• **Dataset content**:
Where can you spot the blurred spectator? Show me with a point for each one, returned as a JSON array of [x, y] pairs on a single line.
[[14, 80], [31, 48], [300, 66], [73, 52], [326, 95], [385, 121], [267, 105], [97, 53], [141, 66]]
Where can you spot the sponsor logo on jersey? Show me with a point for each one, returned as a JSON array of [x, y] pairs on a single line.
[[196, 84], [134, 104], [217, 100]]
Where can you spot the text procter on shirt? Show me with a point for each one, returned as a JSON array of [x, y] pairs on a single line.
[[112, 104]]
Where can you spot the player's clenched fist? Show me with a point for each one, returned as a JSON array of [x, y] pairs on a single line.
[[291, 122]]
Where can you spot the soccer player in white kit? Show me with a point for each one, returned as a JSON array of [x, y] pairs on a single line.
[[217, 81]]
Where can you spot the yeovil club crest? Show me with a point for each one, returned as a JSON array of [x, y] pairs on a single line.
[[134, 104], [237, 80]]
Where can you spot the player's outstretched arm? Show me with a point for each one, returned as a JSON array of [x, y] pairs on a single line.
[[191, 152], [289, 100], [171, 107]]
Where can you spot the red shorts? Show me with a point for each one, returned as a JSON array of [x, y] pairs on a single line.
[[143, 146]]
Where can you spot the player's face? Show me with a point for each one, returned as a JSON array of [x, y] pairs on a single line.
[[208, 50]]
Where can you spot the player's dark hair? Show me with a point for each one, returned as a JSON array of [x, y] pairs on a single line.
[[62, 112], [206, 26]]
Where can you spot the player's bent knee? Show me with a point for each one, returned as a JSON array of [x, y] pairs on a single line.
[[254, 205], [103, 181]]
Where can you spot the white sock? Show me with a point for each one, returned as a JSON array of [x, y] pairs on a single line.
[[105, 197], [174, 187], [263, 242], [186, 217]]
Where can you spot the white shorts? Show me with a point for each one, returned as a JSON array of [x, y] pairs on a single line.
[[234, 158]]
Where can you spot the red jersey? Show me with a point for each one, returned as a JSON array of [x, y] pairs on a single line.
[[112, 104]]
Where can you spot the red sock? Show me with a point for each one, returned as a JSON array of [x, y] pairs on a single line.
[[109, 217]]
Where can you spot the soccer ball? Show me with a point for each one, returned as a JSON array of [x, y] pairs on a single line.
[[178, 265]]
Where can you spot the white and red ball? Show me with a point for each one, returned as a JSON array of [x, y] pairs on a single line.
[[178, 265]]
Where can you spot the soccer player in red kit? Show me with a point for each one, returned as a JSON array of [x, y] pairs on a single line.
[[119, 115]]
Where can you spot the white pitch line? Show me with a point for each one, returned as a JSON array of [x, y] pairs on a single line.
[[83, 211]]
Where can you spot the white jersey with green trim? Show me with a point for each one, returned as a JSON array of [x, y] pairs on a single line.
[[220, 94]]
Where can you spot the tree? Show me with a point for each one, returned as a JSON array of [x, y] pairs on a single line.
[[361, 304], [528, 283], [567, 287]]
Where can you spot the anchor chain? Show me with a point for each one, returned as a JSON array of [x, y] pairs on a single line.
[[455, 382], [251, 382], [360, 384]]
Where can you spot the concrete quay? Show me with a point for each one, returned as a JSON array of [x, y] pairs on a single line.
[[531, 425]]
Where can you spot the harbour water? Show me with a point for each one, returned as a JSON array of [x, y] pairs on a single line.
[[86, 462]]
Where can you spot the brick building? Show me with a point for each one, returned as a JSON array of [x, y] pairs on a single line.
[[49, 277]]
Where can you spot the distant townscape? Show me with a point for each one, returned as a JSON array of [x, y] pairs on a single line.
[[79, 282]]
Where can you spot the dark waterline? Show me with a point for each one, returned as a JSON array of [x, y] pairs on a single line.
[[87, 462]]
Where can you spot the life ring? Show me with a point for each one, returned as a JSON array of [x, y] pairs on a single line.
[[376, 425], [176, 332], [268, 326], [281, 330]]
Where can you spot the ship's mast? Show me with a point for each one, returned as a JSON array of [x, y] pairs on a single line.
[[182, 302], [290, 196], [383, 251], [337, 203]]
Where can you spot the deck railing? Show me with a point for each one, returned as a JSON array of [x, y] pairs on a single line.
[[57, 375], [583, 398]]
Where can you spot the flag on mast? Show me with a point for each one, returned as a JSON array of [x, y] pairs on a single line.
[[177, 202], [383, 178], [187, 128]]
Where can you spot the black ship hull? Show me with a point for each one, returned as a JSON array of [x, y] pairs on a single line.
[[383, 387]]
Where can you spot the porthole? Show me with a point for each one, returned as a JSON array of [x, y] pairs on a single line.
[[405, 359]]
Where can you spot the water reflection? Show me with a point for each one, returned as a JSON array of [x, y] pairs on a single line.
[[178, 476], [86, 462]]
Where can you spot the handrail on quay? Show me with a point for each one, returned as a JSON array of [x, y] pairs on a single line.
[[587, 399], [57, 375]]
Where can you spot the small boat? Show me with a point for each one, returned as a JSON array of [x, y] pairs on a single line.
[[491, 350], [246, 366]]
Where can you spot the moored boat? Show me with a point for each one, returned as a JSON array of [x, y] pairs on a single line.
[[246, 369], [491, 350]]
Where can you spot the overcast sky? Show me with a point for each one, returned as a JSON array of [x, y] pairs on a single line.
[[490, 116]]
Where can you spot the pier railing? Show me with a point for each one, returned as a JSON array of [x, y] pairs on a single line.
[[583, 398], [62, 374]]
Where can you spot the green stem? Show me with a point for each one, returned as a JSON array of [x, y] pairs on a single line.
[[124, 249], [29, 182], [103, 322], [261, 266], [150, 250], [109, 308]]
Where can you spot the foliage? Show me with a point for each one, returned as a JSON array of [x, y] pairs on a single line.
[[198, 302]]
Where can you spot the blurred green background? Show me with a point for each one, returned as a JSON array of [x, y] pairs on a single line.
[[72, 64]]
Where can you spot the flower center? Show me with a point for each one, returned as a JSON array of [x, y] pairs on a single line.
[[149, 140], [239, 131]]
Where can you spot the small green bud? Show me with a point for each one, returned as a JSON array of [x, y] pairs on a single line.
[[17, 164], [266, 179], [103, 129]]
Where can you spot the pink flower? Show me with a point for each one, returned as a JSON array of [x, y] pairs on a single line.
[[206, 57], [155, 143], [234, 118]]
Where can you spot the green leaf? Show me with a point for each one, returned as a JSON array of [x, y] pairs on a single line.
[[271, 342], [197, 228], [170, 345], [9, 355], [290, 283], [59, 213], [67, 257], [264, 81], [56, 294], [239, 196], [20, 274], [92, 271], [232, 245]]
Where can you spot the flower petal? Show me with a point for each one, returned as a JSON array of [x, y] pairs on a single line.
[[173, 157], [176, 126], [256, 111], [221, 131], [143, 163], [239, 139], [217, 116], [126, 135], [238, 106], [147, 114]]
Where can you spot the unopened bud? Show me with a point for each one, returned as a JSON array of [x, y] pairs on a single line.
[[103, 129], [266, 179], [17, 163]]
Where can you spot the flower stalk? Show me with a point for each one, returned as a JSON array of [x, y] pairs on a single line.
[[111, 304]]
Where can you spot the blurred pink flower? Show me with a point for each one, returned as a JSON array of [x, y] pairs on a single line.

• **What to produce**:
Set down the entries above without any change, starting at the line that contains "Where can you spot the brick" and ending at the line that contains "[[177, 202], [383, 178], [187, 128]]".

• **Worked solution**:
Where can you spot the brick building? Show me with a point for each one, returned as a JSON array of [x, y] pairs on a single line.
[[49, 277]]
Where can you spot the distant townscape? Show me with a point for each one, returned as a JSON array of [x, y] pairs on a single line.
[[79, 282]]
Where can you spot the dark waterline? Show me with a point for each one, returned as a JSON array of [x, y] pairs on a single line.
[[87, 462]]
Where can you spot the life ring? Show me with a point for each one, returned as a JSON array of [x, y] pairs on a single line.
[[376, 425], [176, 332], [268, 326], [281, 330]]
Where can you spot the ship's mast? Show me with a point for each one, returned as a JSON array of [x, y] pairs on a single line.
[[182, 302], [290, 196], [383, 251], [337, 203]]
Where can you spot the deck railing? Show me with a point for each one, returned as a JSON array of [x, y] pairs on a single line.
[[57, 375], [583, 398]]
Where can you spot the flag on mast? Show me with a point for each one, returned as a JSON array of [x, y] pairs on a single line.
[[177, 202], [383, 178], [187, 128]]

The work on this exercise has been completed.